-- Start of DATA IN THIS EXERCISE --

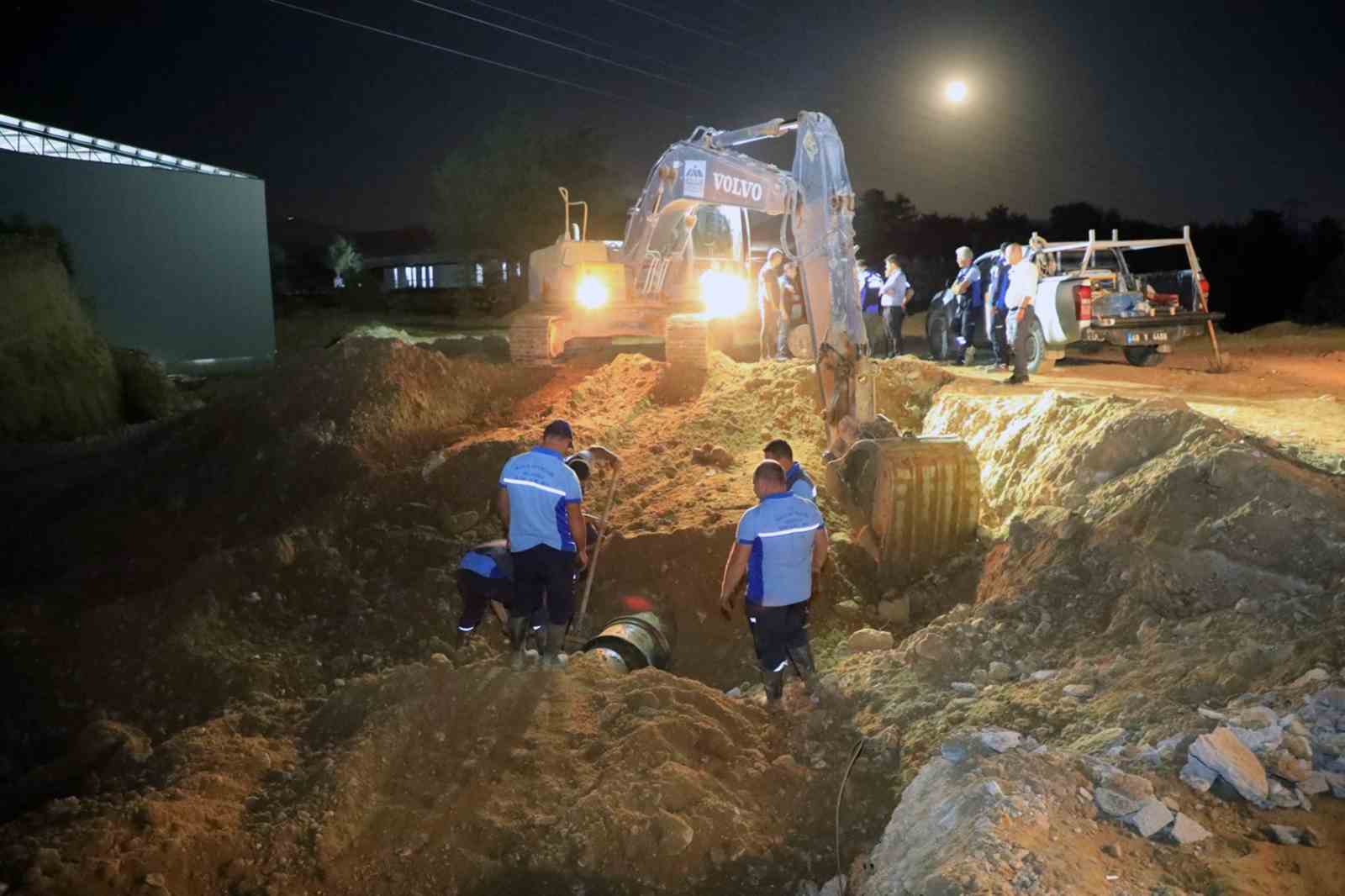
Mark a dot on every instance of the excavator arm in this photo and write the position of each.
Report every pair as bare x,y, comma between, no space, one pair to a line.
815,202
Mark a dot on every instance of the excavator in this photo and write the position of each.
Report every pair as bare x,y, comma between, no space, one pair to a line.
685,261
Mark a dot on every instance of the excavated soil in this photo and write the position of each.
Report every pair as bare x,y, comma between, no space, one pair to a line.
232,642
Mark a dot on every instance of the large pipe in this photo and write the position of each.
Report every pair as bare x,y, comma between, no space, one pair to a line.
634,642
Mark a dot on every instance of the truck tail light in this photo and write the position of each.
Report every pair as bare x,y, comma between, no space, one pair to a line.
1083,302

-- End of DATA IN THIS EXERCISE --

→ WHAT THE EXERCISE ASKS: Copy the entries above word for word, leaving out the pictures.

→ COMPLETE ANSWER:
Mark a dot on every instance of the excavator arm in this photo and write the position of each.
Report every pair as bare x,y, comma between, no space, one pair to a line.
815,202
Mark a dot on every instance of the excavator in this photo and write the position of each.
Report every pair as bare x,y, comma between, no space, one pair to a line.
685,261
Mark a dot on every instance of the excavated soil in this photo and write the position of each.
Report every pair as bare x,y, comma between, no space, one pair to a line.
232,642
Mark a dot on every instance of the large pipe in this photo and write the position of each.
Report every pair as bare x,y, comma between, no space, one pair to a line.
634,642
Mark a dot on every instance of the truck tail light in this photo and write the position of each.
Report every pair as bare x,y, comma between, no space, one pair to a line.
1083,302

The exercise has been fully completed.